In the forum thread on fabric MetroCluster mailbox disks, which command does the first reply say resets the mailbox in maintenance mode?

>> start Extract to read

15 Replies Latest reply: Jun 27, 2013 6:17 PM by scoatney RSS

Is fabric metro cluster require all 4 mailbox disks to load ONTAP?

AEKAKIRA2 Novice
Currently Being Moderated

Is fabric metro cluster require all 4 mailbox disks to load ONTAP?

Will only local aggr mailbox disks (2) sufficient for a single node?

Is ISL link mandatory for a fabric metro cluster?

In case of force takeover mode, shutdown, startup of surviving node possible without any issues?

  • Re: Is fabric metro cluster require all 4 mailbox disks to load ONTAP?
    thomas.glodde Kart Racer
    Currently Being Moderated

    Is fabric metro cluster require all 4 mailbox disks to load ONTAP?

    no

    Will only local aggr mailbox disks (2) sufficient for a single node?

    yes

    Is ISL link mandatory for a fabric metro cluster?

    no

    In case of force takeover mode, shutdown, startup of surviving node possible without any issues?

    yes

     

    btw, you can always kill/reset mailbox with mailbox destroy local/partner in maintenance mode.

  • Re: Is fabric metro cluster require all 4 mailbox disks to load ONTAP?
    ismopuuronen Certified Sprinter
    Currently Being Moderated

    Hello,

     

    hope this help:

     

    mailbox disks are used to determine partner status. If the mailbox status is uncertain, cf will be disabled.

    Mailbox doesent affect how ontap is loaded during boot.

     

    Lets put it this way.
    In a HA configuration nodes has to know partner status.

    If the interconnect link is down, filers can still see that the partner is alive because nodes can update the mailbox disks.

     

    ISL link is used for data traffic and also to sync NVRAM (interconnect).

    If you have TI zone, then you have dedicated fiber for interconnect traffic.
    You cannot have fabric metrocluster without ISL link.

     

    Force takeover is different than basic takeover in a HA.

    Fore takeover is only available in metroclusters.

    "normal" takeover happens when nodeA goes down, nodeB sees that, and takes the role of nodeA to side of B to serve data.

    Force takeover doesent happen automatically, you have to type the command to do it.

     

    Scenario:

    ISL link breaks between the sites.

    Both nodes are okay, but the mirroring for data and cf can't happen any more, because nvmem is not in sync, pool 1 (mirrrored data) is unvailable, mailbox are unavailable.

    In this case, if you do a force takeover in nodeA, it will start serving nodeB data from nodeA site (mirrored data, so this is possible).

    This is not what you want, because nodeB is okay, and serving data all the time.

    Then you have "two nodeBs" available for the clients.

    You do force takeover only when you know, that other site is down, or if you know its going to be down.

    Example, air condition is broken and the heat is getting higher. you shut down the site B to avoid overheating, do the force takeover and start serve data from the site A.

     

    Br.

    Ismo.

    • Re: Is fabric metro cluster require all 4 mailbox disks to load ONTAP?

>> end Extract to read
>> start Stored rows

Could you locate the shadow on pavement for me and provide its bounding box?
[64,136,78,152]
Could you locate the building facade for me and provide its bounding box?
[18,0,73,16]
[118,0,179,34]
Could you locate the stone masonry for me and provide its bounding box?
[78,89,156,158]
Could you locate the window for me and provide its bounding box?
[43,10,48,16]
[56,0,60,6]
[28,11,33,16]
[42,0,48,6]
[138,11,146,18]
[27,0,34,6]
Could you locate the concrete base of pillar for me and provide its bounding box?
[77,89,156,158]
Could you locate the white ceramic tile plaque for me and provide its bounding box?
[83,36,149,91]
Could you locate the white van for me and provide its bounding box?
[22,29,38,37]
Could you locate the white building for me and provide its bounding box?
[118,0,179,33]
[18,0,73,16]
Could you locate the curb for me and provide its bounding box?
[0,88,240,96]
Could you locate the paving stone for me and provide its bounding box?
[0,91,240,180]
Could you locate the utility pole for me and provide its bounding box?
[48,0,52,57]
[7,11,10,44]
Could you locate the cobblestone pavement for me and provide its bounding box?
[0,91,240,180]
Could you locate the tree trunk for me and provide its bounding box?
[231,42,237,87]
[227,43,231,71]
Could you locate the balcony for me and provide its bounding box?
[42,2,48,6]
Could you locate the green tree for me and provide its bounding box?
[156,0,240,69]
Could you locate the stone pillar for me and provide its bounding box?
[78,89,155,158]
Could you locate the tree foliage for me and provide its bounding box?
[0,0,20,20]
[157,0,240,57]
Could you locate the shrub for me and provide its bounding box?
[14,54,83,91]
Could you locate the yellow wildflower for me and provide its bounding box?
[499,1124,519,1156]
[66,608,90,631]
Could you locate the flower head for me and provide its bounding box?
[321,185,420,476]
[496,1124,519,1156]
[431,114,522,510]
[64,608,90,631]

>> end Stored rows

Full solution
mailbox destroy local/partner